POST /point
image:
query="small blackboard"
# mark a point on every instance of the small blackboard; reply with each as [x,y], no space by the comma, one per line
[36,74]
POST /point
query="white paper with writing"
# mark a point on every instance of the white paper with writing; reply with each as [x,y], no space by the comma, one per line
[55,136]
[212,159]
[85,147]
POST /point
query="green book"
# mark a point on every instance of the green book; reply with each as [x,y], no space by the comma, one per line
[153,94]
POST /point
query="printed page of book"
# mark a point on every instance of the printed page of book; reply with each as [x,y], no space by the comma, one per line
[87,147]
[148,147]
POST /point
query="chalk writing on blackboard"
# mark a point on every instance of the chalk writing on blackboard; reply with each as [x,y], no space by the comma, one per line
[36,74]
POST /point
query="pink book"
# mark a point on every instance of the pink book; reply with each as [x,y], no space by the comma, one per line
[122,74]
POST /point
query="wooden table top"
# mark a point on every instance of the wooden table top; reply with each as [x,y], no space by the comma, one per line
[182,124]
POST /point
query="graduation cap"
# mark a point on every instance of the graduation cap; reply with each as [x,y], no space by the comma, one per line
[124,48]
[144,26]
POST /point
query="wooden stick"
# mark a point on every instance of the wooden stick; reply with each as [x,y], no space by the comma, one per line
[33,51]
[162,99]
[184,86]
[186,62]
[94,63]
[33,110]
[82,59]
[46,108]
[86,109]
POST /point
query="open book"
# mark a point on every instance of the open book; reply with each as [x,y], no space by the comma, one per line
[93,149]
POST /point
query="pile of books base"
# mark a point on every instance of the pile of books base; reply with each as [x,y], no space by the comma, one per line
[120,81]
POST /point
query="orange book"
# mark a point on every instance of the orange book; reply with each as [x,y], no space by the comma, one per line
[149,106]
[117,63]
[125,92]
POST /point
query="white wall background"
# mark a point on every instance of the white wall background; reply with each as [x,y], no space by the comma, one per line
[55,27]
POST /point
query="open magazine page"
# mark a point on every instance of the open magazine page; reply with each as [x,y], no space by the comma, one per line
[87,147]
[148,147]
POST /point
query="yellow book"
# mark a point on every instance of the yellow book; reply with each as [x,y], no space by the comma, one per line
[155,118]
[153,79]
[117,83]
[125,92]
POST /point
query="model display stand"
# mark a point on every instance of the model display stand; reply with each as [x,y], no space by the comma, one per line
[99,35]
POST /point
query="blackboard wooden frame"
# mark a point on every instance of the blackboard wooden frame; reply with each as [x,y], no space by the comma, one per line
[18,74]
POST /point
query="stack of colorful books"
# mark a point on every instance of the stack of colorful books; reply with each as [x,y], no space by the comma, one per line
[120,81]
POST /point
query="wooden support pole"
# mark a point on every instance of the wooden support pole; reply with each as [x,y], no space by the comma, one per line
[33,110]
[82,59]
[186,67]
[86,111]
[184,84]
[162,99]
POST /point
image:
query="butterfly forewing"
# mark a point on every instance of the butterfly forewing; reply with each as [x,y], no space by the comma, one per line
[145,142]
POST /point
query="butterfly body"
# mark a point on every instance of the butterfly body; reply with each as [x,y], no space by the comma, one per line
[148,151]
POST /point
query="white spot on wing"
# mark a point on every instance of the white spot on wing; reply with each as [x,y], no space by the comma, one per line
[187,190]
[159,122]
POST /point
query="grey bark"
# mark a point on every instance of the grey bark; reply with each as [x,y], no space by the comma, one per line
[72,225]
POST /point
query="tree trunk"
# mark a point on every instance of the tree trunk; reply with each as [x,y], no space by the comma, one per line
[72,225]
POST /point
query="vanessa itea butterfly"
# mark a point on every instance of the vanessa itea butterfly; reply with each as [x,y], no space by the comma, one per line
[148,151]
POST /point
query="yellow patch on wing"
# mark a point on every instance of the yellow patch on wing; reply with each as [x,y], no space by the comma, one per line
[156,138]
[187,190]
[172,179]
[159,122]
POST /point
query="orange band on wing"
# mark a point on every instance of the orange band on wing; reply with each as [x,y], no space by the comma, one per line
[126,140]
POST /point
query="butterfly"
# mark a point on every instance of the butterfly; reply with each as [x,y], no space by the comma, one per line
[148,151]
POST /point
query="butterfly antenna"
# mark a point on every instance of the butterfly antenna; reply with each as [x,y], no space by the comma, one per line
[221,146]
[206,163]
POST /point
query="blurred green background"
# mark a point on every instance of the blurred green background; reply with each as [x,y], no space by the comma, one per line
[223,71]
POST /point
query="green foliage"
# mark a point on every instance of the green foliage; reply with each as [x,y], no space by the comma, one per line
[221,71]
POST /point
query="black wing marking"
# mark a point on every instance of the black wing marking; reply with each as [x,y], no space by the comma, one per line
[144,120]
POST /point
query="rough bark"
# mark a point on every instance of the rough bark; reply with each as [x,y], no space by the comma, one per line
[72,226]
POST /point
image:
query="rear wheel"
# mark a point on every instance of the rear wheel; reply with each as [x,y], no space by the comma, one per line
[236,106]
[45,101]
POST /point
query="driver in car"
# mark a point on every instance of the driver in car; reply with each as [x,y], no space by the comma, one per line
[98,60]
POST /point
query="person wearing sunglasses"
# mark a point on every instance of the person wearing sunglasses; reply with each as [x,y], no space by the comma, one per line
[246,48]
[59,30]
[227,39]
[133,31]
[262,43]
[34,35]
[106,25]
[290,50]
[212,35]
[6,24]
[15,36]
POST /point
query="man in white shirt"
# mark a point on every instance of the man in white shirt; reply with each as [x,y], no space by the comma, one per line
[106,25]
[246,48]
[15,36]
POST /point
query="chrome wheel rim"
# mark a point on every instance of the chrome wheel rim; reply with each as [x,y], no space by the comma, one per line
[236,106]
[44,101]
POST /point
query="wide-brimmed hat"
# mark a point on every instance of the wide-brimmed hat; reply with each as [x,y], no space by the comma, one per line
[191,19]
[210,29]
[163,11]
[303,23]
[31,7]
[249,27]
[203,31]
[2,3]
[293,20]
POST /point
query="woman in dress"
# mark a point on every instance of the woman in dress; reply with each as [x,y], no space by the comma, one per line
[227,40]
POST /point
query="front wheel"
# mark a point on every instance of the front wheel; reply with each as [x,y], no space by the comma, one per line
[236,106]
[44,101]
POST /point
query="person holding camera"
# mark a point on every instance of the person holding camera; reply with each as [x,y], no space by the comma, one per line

- - - -

* _INSTRUCTIONS TO FOLLOW_
Each line of the material above should be restated word for word.

* _SOLUTION_
POST /point
image:
query="small blackboard"
# mark a point on every instance of the small blackboard; reply with each as [x,y], no space by the comma, one per line
[36,74]
POST /point
query="white paper with writing"
# mark a point on every instance of the white paper with writing; reply with each as [x,y], no space by the comma, one per line
[55,136]
[212,159]
[85,147]
POST /point
query="green book"
# mark a point on every instance of the green book; reply with each as [x,y], no space by the comma, one per line
[153,94]
POST /point
query="printed page of book"
# mark a point on every instance of the printed page of book; reply with each as [x,y], no space by the comma, one per line
[87,147]
[148,147]
POST /point
query="chalk writing on blackboard"
# mark a point on every instance of the chalk writing on blackboard; reply with each as [x,y], no space by the comma, one per line
[36,74]
POST /point
query="pink book"
# mark a point on every instance of the pink book; reply with each as [x,y], no space by the comma, one per line
[122,74]
POST /point
query="wooden table top"
# mark a point on every instance of the wooden table top; reply with each as [x,y], no space by the comma, one per line
[182,124]
POST /point
query="graduation cap"
# mark a point on every instance of the graduation cap; reply with each as [x,y], no space by the comma, one per line
[124,48]
[144,26]
POST /point
query="wooden stick"
# mark a point on every instance of the wooden stick; reply with each as [x,y], no space by the comma, one per line
[33,51]
[162,99]
[184,86]
[186,62]
[94,63]
[33,110]
[82,59]
[46,108]
[86,109]
POST /point
query="open book"
# mark a point on every instance of the open book; reply with each as [x,y], no space by the comma, one per line
[93,149]
POST /point
query="pile of books base"
# mark a point on every instance of the pile of books base; reply with each as [x,y], no space by the comma, one per line
[120,81]
POST /point
query="orange book"
# mark a point on every instance of the orange book; reply with each as [x,y], no space by the comma, one per line
[149,106]
[117,63]
[125,92]
POST /point
query="white wall background"
# mark a point on every instance of the white wall background; reply with each as [x,y], no space by the comma, one per line
[55,27]
POST /point
query="open magazine page"
# mark a point on every instance of the open magazine page; reply with each as [x,y], no space by the comma, one per line
[87,147]
[148,147]
POST /point
query="yellow book"
# mark a point on every instance of the yellow book; reply with each as [x,y], no space by the comma, one per line
[155,118]
[153,79]
[117,83]
[125,92]
POST /point
query="model display stand"
# mark a point on every instance of the model display stand; reply with each as [x,y], no space by the comma, one per line
[99,35]
POST /point
query="blackboard wooden frame"
# mark a point on every instance of the blackboard wooden frame; reply with each as [x,y], no space by the comma, one per line
[18,74]
POST /point
query="stack of colorful books"
# mark a point on every instance of the stack of colorful books; reply with each as [x,y], no space by the comma, one per line
[120,81]
POST /point
query="wooden support pole"
# mark a point on every instance of the wooden support pole; reply with each as [x,y], no space by the comma, one per line
[33,110]
[82,59]
[186,67]
[86,111]
[184,84]
[162,99]
POST /point
image:
query="butterfly forewing"
# mark a point on every instance of the butterfly forewing; reply with each as [x,y], no space by the comma, one per line
[145,142]
POST /point
query="butterfly body"
# mark a point on every instance of the butterfly body; reply with each as [x,y], no space by the comma, one per line
[148,151]
POST /point
query="white spot on wing"
# mark a point on every instance of the white spot on wing; reply with each as [x,y], no space by the comma, one per line
[187,190]
[159,122]
POST /point
query="grey bark"
# mark a point on every instance of the grey bark; reply with each as [x,y], no space by the comma, one per line
[72,225]
POST /point
query="tree trunk"
# mark a point on every instance of the tree trunk; reply with each as [x,y], no space by the comma, one per line
[72,225]
POST /point
query="vanessa itea butterfly"
# mark a point on every instance of the vanessa itea butterfly; reply with each as [x,y], no space by the comma, one per line
[148,151]
POST /point
query="yellow patch on wing"
# mark a point on every instance of the yellow patch on wing; reply with each as [x,y], no space by the comma, one per line
[156,138]
[187,190]
[172,179]
[159,122]
POST /point
query="orange band on wing"
# mark a point on every instance of the orange band on wing; reply with each as [x,y], no space by the comma, one per line
[126,140]
POST /point
query="butterfly"
# mark a point on every instance of the butterfly; reply with each as [x,y], no space by the comma, one per line
[148,151]
POST /point
query="butterfly antenna"
# mark a point on every instance of the butterfly antenna; reply with each as [x,y], no space by the comma, one per line
[221,146]
[206,163]
POST /point
query="blurred green background"
# mark a point on every instance of the blurred green background; reply with each as [x,y], no space by the comma, one per line
[223,71]
POST /point
query="green foliage"
# mark a point on every instance of the green foliage; reply with each as [x,y], no space by the comma, one per line
[221,71]
POST /point
query="black wing marking"
# mark a point on every instance of the black wing marking; reply with each as [x,y], no space by the comma, one per line
[144,120]
POST /point
query="rough bark"
# mark a point on every instance of the rough bark; reply with each as [x,y], no space by the comma, one per line
[72,226]
POST /point
image:
query="rear wheel"
# mark a point on every instance of the rear wheel; reply with each as [x,y], no space by the comma, one per line
[236,106]
[45,101]
POST /point
query="driver in car"
# mark a point on every instance of the driver in car; reply with each as [x,y], no space by the comma, one per line
[98,60]
POST /point
query="person wearing sunglasses"
# mark a point on every instance of the person wearing sunglasses; reply with each as [x,y], no space by the comma, one per line
[246,48]
[59,30]
[227,39]
[133,31]
[262,43]
[34,35]
[106,25]
[290,50]
[212,35]
[6,24]
[15,36]
POST /point
query="man in white shirt"
# mark a point on every instance of the man in white shirt; reply with each as [x,y], no space by the comma, one per line
[106,25]
[246,48]
[15,36]
POST /point
query="chrome wheel rim"
# mark a point on every instance of the chrome wheel rim; reply with each as [x,y], no space by the comma, one per line
[236,106]
[44,101]
POST /point
query="wide-brimmed hat"
# mark a point on every instance of the wide-brimmed hat; reply with each as [x,y], no space by the comma, one per line
[191,19]
[210,29]
[163,11]
[303,23]
[31,7]
[249,27]
[203,31]
[2,3]
[293,20]
POST /point
query="woman in dress"
# mark a point on every instance of the woman in dress; reply with each as [x,y], no space by the comma, one per line
[227,40]
POST /point
query="front wheel"
# mark a point on every instance of the front wheel; reply with each as [x,y], no space by the comma, one per line
[236,106]
[44,101]
POST /point
query="person holding camera"
# mark a point on every instance of the person holding camera; reply with each as [x,y], no space by the comma, one per line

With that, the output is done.